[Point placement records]

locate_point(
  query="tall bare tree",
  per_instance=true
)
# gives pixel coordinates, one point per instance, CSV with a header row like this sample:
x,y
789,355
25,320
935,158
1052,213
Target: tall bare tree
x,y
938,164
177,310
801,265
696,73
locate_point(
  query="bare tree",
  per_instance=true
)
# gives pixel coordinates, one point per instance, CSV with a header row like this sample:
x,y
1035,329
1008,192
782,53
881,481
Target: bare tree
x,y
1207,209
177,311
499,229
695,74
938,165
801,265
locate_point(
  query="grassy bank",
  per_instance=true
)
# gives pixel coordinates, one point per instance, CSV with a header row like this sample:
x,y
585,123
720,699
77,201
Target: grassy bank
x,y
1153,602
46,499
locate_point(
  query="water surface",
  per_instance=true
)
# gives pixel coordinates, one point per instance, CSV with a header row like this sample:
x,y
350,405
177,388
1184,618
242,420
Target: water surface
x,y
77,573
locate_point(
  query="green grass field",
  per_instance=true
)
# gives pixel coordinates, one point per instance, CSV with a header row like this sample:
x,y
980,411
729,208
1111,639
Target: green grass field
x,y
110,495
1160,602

» **What you have to do**
Rewrite all of the records above, replacing "grassy bank" with "grassy shore" everywhere it appears and leaving every other line unchanged.

» **Task answer**
locate_point(
  query="tall bare tree",
  per_instance=true
)
# gives pixel coordinates, one point per instance, CSV with a header row like this sample:
x,y
789,355
25,320
935,158
1052,213
Target: tall bare tree
x,y
938,164
177,310
801,265
696,73
locate_point(
  query="bare tree",
  per_instance=true
)
# gives pixel coordinates, one point per instance, CSV with a header row like this sample:
x,y
1035,329
1008,192
782,53
881,481
Target: bare tree
x,y
1207,209
177,311
499,229
695,74
938,165
801,265
locate_point(
  query="grassy shore",
  per_instance=true
)
# gives pixel coordinates, one point per instance, CSV with a header row like this sample:
x,y
585,123
720,699
77,201
Target: grassy shore
x,y
1153,602
46,499
locate_point(
  query="water surface",
  per_instance=true
)
# gives pixel coordinates, one point per instance, CSV with a header row like this sample:
x,y
350,405
177,388
1184,618
242,420
Target: water surface
x,y
77,573
locate_point(
  query="green grass field",
  per_instance=true
)
# gives pixel coordinates, one point per instance, CSV with a header row like this sample:
x,y
980,411
729,208
1111,639
Target: green grass field
x,y
110,495
1160,602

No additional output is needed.